Problem set →
• a. List the cities that the Paradis biography names as stops on her European tour that began in 1783.
• b. Summarize the Paradis biography in two sentences.
• c. Write a continuation of the Paradis biography, beginning right after its final sentence.

Source document →
Maria Theresia von Paradis was born in Vienna, the daughter of Imperial Court Secretary Josef von Paradis and goddaughter of Empress Maria Theresa, for whom she was named. Although she lost her sight at an early age, Paradis acquired the education necessary for a career in music, studying with some of the most prominent musicians of her day. Piano lessons from Leopold Kozeluch, vocal training with Vincenzo Righini and Antonio Salieri, and instruction in theory and composition from Salieri, Abbé Vogler, and Carl Friberth prepared her for her long career as a virtuoso pianist, singer, composer, and teacher. After performing in Vienna at public concerts and private musicales, in 1783 Paradis began an extended European tour that took her to such major musical centers as Paris, London, Hamburg, Berlin, Prague, and Salzburg. Mozart was so impressed with her playing that he undertook to write a piano concerto for one of her Paris concerts. Unfortunately, the work—the Concerto in B-flat major, K.456—did not reach her in time, and Paradis apparently never had the pleasure of performing it.

Raw data →

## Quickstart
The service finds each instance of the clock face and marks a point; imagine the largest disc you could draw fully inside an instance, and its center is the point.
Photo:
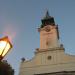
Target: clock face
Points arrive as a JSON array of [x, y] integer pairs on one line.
[[47, 29]]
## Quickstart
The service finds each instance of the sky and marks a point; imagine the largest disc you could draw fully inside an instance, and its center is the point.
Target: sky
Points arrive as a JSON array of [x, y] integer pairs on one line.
[[19, 20]]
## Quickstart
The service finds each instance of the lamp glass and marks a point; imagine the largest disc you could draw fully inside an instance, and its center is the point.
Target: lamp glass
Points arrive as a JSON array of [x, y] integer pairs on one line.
[[4, 47]]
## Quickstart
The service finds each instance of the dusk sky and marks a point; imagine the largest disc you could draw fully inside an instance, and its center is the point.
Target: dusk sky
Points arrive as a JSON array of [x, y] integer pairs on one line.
[[19, 20]]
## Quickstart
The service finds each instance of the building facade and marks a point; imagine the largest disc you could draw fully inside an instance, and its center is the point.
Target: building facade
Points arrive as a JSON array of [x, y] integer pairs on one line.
[[50, 58]]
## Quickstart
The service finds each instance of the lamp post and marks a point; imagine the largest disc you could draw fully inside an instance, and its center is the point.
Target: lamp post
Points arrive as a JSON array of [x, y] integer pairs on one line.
[[5, 46]]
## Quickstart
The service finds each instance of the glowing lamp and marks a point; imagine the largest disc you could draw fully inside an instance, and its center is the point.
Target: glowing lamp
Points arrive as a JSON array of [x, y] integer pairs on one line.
[[5, 47]]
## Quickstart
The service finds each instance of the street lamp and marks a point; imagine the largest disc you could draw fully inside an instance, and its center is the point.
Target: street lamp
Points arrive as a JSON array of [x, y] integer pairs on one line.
[[5, 46]]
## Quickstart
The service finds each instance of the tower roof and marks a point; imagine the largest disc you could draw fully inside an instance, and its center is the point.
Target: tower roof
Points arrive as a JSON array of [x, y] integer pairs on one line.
[[47, 16], [47, 20]]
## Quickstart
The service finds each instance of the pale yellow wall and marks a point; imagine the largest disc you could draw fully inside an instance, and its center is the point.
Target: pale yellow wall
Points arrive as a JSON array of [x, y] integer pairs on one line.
[[50, 36]]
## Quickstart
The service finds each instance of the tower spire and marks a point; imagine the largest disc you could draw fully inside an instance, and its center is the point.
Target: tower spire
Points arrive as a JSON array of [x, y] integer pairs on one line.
[[47, 20], [47, 14]]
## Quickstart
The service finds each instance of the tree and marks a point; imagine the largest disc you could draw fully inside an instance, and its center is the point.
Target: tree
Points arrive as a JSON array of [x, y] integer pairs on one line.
[[5, 68]]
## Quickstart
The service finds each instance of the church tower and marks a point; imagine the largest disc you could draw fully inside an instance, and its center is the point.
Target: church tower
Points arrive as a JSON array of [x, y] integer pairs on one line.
[[49, 34], [50, 58]]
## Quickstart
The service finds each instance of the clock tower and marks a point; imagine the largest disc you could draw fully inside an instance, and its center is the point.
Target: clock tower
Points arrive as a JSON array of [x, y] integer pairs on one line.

Expected responses →
• a. Paris, London, Hamburg, Berlin, Prague, Salzburg

• b. Maria Theresia von Paradis was born in Vienna and lost her sight at an early age, yet she studied with leading musicians of her day and went on to a long career as a virtuoso pianist, singer, composer, and teacher. After performing in Vienna, she began an extended European tour in 1783, and Mozart was so impressed by her playing that he wrote a piano concerto, K.456, for one of her Paris concerts, though it did not reach her in time.

• c.
Paradis ended her concert tour in 1786 and returned to Vienna. Although she continued to perform until she was nearly 50, she never undertook so long and strenuous a journey again. Instead, she turned increasingly to composition, using a pegboard system invented for her by her friend and librettist Johann Riedinger. In addition to the songs she began producing during the years of her grand tour, Paradis wrote operas, cantatas, choral pieces, piano concertos, and chamber and keyboard works. (Two piano sonatas, labeled Opus 1 and 2 and mistakenly ascribed to her, are actually by Pietro Domenico Paradisi, an older contemporary.) Paradis’s works were performed publicly in Vienna and elsewhere, but only some of her songs and a fantasy for piano were published during her lifetime. Manuscripts of several unpublished works, including two of her theater pieces and the piano concertos, are no longer extant.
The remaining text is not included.